-- TEXT FOR ANALYSIS follows --

Feds drop dental flossing recommendations to dentists’ chagrin

RENO, Nev. (KOLO) (10/5/2018) – Chances are good if you go to the dentist, a tooth examination will be followed by the question, “Do you floss your teeth and how often?”

Dental hygienist flossing a patient’s teeth during a periodic tooth cleaning, Photo Date: 2006

Dentists and hygienists know daily flossing lowers the risk of tooth decay and gum disease. The dental world has been recommending it since 1908.

It was strange, then, to learn two years ago that the federal government removed dental flossing as part of Dietary Guidelines for Americans, stating it needed scientific evidence to make such a recommendation.

“Well, dentists were saying, no, you should floss. It is beneficial. It really helps. Even if the government doesn’t recommend, it we recommend it. We see the benefits every day,” said Dr. Lisa Collier with Community Health Alliance.

She said it would be virtually impossible to conduct a scientific study on the benefits of dental flossing. That’s because she said researchers would have to compare two groups, one that is told to floss while the other group is told not to floss.

-- TEXT FOR ANALYSIS concluded --
-- ENTRIES SHOWN follows --

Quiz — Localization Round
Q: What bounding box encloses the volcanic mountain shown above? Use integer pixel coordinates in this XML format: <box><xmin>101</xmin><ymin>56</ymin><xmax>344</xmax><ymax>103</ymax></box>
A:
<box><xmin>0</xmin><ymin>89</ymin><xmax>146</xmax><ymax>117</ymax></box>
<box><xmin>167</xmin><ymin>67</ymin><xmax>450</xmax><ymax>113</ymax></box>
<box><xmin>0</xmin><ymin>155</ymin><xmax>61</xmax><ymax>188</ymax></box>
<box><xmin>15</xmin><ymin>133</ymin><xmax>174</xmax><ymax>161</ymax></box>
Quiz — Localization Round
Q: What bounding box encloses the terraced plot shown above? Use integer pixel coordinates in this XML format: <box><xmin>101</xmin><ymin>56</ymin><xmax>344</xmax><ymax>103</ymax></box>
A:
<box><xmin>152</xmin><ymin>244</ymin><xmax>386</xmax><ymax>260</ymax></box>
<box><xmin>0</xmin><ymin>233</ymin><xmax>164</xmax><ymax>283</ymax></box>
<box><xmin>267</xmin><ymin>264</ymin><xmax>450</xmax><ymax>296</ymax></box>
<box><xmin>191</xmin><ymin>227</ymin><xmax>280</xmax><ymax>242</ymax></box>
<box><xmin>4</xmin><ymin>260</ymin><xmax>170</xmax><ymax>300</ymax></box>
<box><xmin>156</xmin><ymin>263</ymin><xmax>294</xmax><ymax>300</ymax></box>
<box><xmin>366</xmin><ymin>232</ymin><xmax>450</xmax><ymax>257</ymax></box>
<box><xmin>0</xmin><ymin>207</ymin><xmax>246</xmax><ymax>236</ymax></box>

-- ENTRIES SHOWN concluded --

ACTIVITIES:
1 - According to the article about the federal government dropping its flossing recommendation, since what year has the dental world been recommending flossing?
2 - Carry on the article about the federal government dropping its flossing recommendation, picking up after its last sentence.

RESULTS FOR EACH TASK:
1 - Since 1908.

2 -
Such a study could last several years, Collier said, and dental experts know what would happen to the group that did not floss.

“So it is really not ethical to have a whole group of people not floss, when we know it would be good for them,” she said.

Two years after the flossing recommendation was rescinded, she doesn’t see much change in her patients’ habits, other than the loss of a recommendation may have reinforced their positions.

That means those who don’t want to floss will use the lack of scientific evidence to remain floss-free. Those who do floss are simply ignoring what can’t be scientifically proven but that still means positive dental checkups.